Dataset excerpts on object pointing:
--------------------------------------------------

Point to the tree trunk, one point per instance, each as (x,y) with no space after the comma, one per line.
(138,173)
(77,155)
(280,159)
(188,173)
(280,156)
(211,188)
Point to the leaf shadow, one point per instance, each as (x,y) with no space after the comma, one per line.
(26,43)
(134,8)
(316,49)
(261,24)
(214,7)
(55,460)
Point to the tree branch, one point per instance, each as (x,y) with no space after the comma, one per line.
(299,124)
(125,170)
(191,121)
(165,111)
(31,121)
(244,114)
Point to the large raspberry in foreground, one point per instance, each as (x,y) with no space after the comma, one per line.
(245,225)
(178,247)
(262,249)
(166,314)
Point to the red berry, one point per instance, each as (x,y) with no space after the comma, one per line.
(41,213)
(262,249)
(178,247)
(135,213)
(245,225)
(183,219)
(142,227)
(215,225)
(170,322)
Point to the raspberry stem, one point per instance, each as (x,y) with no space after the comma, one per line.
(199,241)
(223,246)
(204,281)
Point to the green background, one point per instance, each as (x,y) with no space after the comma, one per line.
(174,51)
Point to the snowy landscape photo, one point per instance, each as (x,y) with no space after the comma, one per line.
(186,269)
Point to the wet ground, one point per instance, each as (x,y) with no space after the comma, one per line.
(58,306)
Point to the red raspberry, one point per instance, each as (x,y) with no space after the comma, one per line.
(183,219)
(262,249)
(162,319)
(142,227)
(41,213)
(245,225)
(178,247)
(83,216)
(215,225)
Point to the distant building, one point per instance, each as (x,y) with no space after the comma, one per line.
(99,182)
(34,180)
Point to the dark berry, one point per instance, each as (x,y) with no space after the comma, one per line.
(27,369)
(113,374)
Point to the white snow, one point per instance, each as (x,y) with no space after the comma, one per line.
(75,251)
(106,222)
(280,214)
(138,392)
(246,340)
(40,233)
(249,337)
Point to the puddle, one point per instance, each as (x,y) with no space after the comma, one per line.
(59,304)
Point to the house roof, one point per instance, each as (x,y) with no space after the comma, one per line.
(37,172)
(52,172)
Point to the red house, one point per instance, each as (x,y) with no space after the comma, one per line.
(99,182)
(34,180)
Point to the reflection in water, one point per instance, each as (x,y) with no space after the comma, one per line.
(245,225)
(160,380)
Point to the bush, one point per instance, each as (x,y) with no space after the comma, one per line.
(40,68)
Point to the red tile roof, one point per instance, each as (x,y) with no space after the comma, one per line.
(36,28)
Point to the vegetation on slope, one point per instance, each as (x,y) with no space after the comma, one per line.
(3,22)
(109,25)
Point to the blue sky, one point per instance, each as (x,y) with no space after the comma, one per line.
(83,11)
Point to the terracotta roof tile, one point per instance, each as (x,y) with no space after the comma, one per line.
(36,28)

--------------------------------------------------

Requirements: Emit the full listing verbatim.

Full response:
Point to the tree trunk, one point per instance, each as (x,y) with no space after the comma, one per line.
(138,173)
(77,155)
(280,159)
(188,173)
(280,156)
(211,188)
Point to the leaf shadow, one point per instance, each as (x,y) with no space after the comma, one per line.
(26,43)
(134,8)
(316,49)
(261,24)
(214,7)
(55,460)
Point to the tree branch, one point per instance, each as (x,y) with no space after the comma, one per line.
(299,124)
(125,170)
(191,121)
(165,111)
(31,121)
(244,114)
Point to the large raspberry in foreground, one point per instance, each as (x,y) with no space after the comma, one per line.
(245,225)
(178,247)
(262,249)
(166,314)
Point to the red berry, one point per instance, each as (x,y) with no space after the comma, one per line.
(41,213)
(262,249)
(178,247)
(135,213)
(245,225)
(183,219)
(142,227)
(215,225)
(170,322)
Point to the raspberry stem, one point per instance, each as (x,y) with no space after the comma, one per line.
(199,241)
(223,246)
(204,281)
Point to the green background, one point per instance, each as (x,y) with no space after the comma, one per line.
(174,51)
Point to the snowy landscape photo, one point per instance, each as (x,y) with no space after the comma, one per line.
(186,269)
Point to the wet ground, one point per instance, each as (x,y) with no space after the comma, one per line.
(58,306)
Point to the red raspberry, one point per instance, each as (x,y) with no space after the comma, one per line.
(183,219)
(262,249)
(162,319)
(142,227)
(41,213)
(245,225)
(178,247)
(83,216)
(215,225)
Point to the distant building, one point per instance, each as (x,y) with no space after the comma, one per line.
(99,182)
(34,180)
Point to the dark berry, one point per instance, each as (x,y) with no space after the comma, one per line.
(27,369)
(113,374)
Point to the white snow, one point per instance, each as (x,y) with no space after the comma, one per line.
(75,251)
(106,222)
(280,214)
(138,392)
(246,340)
(40,233)
(249,337)
Point to the puddle, one point per instance, each as (x,y) with no space after the comma, one per line.
(59,304)
Point to the house roof, one point per instance, each as (x,y) with no space after the comma, one per line.
(37,172)
(52,172)
Point to the red house, one point per instance, each as (x,y) with no space after the comma, one per line.
(99,182)
(34,180)
Point to the reflection in water, one point per instance, each as (x,y) with no space after the comma, one per line.
(245,225)
(160,380)
Point to the bush, one point per instance, each as (x,y) with no space after the comma, one per line.
(40,68)
Point to the red tile roof, one point per instance, each as (x,y) with no space after the comma, one per line.
(36,28)
Point to the vegetation on slope, one point per instance, each as (x,y) with no space after the comma, one per line.
(3,22)
(109,25)
Point to the blue sky, one point per instance, each as (x,y) with no space after the comma, one per line.
(83,11)
Point to the terracotta roof tile, one point per instance, each as (x,y) with no space after the comma, one per line.
(36,28)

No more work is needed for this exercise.